• [Work request] Show each line of the records in which the word "child" occurs.

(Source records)
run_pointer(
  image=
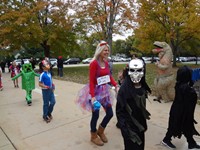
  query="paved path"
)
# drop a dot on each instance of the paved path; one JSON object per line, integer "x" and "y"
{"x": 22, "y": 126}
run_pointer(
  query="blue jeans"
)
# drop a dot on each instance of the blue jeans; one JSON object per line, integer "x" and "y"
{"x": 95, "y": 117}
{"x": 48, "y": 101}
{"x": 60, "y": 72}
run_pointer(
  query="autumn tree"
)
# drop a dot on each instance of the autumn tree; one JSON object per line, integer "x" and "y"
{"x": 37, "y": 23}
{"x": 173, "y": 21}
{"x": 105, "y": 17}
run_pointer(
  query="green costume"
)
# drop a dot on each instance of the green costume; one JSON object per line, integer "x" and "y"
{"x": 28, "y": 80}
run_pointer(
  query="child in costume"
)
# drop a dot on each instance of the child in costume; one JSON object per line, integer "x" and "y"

==

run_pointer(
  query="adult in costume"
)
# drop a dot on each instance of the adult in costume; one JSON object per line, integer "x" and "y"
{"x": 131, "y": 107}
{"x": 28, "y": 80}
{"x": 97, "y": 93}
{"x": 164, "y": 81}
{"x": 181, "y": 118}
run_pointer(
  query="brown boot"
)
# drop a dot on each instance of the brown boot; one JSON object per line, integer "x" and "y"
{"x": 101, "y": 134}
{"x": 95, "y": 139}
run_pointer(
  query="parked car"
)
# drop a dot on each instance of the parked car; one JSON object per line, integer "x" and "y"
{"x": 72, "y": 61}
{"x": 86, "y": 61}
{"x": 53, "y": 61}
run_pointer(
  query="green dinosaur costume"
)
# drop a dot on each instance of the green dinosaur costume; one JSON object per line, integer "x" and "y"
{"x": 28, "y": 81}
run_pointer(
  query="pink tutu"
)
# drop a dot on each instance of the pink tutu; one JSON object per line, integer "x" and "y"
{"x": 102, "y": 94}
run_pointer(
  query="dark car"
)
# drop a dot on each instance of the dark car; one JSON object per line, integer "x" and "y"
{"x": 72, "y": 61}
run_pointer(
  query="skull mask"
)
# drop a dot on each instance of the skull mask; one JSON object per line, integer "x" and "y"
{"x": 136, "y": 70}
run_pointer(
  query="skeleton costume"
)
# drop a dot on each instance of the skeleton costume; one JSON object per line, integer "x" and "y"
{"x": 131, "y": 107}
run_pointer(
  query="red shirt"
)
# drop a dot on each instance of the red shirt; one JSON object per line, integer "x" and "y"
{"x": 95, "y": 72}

• [The completed task]
  query="child in costume"
# drop a dot on each instance of the child in costume; one JSON object per line, integer "x" and "y"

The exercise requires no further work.